*** Petikan Teks ***
Menurut Sintong, alangkah tidak masuk akal (sampai hari ini), mengapa sebagian besar pimpinan ABRI pada waktu itu berada di Malang, pada saat terjadi peristiwa liar Mei 1998. Padahal, Soeharto sudah mempercayakan masalah keamanan dan ketertiban kepada ABRI melalui Inpres No 16 Tahun 1998. Wiranto sebagai Panglima ABRI dan Subayo sebagai KSAD diminta membentuk Komando Pemulihan Keamanan dan Ketertiban. Tidak ada Prabowo saat Inpres tersebut dikeluarkan.

Sementara itu, Sintong saat itu adalah penasihat bidang pertahanan keamanan wakil presiden Habibie. Dia mengusulkan agar Habibie mengeluarkan suatu pernyataan guna menenangkan masyarakat dan membentuk instruksi yang dianggap perlu. Soeharto masih di Kairo. Namun, Habibie tahu diri. Dia tidak mau mendahului Soeharto, dan bahwa langkah tersebut harus ada izin dari presiden. Sintong bahkan bertanya, mengapa harus ada izin dari presiden yang sedang berada di luar negeri?
*** Data Tersedia ***
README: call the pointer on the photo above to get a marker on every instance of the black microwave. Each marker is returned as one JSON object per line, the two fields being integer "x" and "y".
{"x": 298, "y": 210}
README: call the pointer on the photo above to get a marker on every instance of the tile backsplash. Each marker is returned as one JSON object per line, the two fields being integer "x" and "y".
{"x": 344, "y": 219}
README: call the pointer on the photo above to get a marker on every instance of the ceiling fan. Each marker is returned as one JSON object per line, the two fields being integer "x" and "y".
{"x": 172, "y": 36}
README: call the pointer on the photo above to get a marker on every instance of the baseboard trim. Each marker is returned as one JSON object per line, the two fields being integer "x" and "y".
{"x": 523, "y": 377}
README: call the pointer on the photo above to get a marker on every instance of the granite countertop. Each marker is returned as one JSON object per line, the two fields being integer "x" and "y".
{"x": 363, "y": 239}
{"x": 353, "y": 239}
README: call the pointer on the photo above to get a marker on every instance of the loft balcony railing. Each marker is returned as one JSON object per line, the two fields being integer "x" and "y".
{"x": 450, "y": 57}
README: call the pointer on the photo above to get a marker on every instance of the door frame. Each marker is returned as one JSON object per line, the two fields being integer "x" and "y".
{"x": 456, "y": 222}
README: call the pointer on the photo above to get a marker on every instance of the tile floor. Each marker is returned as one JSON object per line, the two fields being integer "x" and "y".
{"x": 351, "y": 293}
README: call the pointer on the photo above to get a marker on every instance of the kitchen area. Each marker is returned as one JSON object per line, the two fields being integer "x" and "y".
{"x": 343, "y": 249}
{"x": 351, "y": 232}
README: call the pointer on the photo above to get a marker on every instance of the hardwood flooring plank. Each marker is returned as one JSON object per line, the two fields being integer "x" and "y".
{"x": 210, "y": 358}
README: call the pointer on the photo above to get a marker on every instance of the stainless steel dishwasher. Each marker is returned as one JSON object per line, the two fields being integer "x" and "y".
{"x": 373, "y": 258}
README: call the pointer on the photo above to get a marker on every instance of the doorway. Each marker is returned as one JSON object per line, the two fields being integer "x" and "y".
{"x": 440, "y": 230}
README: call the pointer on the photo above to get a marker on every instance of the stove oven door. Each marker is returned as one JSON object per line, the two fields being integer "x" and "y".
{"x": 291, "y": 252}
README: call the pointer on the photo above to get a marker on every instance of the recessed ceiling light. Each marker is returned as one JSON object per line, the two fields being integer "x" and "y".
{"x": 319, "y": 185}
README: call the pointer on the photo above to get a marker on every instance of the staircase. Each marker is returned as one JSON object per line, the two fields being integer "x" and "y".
***
> **Tugas Dikerjakan**
Salin ulang bagian petikan tentang peristiwa Mei 1998 tanpa mengubah satu kata pun, mulai dari "Menurut Sintong, alangkah" dan berlanjut hingga "Inpres tersebut dikeluarkan.".

> **Penyelesaian Tugas**
Menurut Sintong, alangkah tidak masuk akal (sampai hari ini), mengapa sebagian besar pimpinan ABRI pada waktu itu berada di Malang, pada saat terjadi peristiwa liar Mei 1998. Padahal, Soeharto sudah mempercayakan masalah keamanan dan ketertiban kepada ABRI melalui Inpres No 16 Tahun 1998. Wiranto sebagai Panglima ABRI dan Subayo sebagai KSAD diminta membentuk Komando Pemulihan Keamanan dan Ketertiban. Tidak ada Prabowo saat Inpres tersebut dikeluarkan.